* [Recorded data]
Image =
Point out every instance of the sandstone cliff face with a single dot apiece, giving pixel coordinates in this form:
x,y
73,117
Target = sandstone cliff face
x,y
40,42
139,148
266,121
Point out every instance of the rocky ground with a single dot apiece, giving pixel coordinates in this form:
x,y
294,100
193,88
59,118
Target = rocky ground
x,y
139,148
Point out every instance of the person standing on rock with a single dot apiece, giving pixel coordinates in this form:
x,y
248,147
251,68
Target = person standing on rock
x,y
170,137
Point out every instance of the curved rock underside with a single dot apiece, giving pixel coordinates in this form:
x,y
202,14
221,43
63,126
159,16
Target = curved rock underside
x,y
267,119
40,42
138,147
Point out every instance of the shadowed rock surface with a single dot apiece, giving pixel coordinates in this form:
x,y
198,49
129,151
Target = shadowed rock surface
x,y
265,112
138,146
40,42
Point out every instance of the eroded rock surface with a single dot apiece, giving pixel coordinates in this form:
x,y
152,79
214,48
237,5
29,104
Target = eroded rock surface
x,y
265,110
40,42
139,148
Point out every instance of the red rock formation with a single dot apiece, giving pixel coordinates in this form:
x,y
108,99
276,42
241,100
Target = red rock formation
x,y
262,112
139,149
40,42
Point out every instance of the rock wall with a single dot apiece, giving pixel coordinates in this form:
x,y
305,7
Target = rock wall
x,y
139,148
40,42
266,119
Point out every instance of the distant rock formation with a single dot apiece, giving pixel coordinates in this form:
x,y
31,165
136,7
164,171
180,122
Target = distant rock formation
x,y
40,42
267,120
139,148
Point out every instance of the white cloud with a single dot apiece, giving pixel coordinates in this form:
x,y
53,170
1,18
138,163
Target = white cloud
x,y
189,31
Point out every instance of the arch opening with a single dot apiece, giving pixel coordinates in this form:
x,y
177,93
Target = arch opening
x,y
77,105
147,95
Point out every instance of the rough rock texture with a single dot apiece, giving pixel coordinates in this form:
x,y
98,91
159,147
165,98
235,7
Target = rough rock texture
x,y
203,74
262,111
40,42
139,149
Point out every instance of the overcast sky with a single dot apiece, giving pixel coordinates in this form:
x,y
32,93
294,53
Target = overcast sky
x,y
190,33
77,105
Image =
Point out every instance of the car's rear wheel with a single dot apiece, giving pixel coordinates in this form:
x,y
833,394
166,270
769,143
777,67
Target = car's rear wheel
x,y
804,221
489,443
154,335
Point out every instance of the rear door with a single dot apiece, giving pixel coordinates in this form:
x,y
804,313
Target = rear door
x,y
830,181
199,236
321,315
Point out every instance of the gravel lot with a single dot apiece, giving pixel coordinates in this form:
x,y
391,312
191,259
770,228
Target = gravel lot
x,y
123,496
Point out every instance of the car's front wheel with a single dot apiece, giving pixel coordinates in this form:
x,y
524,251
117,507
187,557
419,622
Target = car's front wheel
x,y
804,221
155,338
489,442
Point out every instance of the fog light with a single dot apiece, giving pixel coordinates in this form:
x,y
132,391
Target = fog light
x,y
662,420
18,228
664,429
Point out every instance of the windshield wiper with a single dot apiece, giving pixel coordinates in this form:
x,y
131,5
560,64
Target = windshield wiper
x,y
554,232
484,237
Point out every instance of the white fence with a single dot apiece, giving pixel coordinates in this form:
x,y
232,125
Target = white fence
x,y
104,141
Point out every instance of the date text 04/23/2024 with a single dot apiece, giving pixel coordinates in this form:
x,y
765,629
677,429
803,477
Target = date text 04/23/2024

* [Written request] Every line from the line containing "Point out every instance of the distant" to the last line of the material above must be repeated exactly, and no other line.

* [Response]
Point out every instance of the distant rock formation with a single dot apiece, giving pixel coordinates in this form:
x,y
31,165
136,7
164,171
180,122
Target = distant rock formation
x,y
40,42
267,120
139,148
Point out every instance of the white cloud with a single dot apiece, giving pixel coordinates in this form:
x,y
53,170
1,18
138,163
Target = white cloud
x,y
189,31
Point out every instance of the arch opening with a single dot apiece, giving pixel coordinates in this form:
x,y
177,93
Target = arch opening
x,y
77,105
147,95
Point out every instance of the rough rock texture with a single dot apiece, giving pixel coordinates in this form:
x,y
98,91
159,147
165,98
235,7
Target = rough rock texture
x,y
203,74
262,111
40,42
139,149
Point out every instance of the overcast sky with a single dot apiece, giving pixel coordinates in this form:
x,y
32,93
294,53
Target = overcast sky
x,y
190,33
77,105
Image =
Point out every instance of the car's rear wheel with a single dot apiece, giving pixel coordinates in this form:
x,y
833,394
166,270
769,143
777,67
Target = car's rear wheel
x,y
804,221
489,443
154,335
Point out every instance of the rear door with a single dot apiece, giving pixel coordinates in this form:
x,y
804,313
Target = rear door
x,y
830,181
199,236
321,315
Point out every instance of the gravel lot with a single dot apiece, giving pixel coordinates in this form:
x,y
391,312
191,259
770,228
Target = gravel lot
x,y
123,496
Point out every instance of the car's front wheel with a single dot apiece, giving pixel coordinates in this form:
x,y
524,251
117,507
187,557
419,622
Target = car's front wheel
x,y
804,221
155,338
489,442
Point out every instance of the fog light with a single dot apiece, giving pixel coordinates in this form:
x,y
132,391
Target = fog light
x,y
662,420
18,228
664,429
Point out every instance of the windshield wiper with a single dot apiece, giving pixel coordinates in this form:
x,y
131,5
560,64
Target = windshield wiper
x,y
554,232
484,237
Point out every instance of the white fence with a single dot apiece, giving pixel coordinates in this form:
x,y
232,125
Target = white fence
x,y
104,141
Point out every instance of the date text 04/23/2024 with a single dot apiece, giving pixel coordinates in this form:
x,y
765,629
677,429
803,477
Target = date text 04/23/2024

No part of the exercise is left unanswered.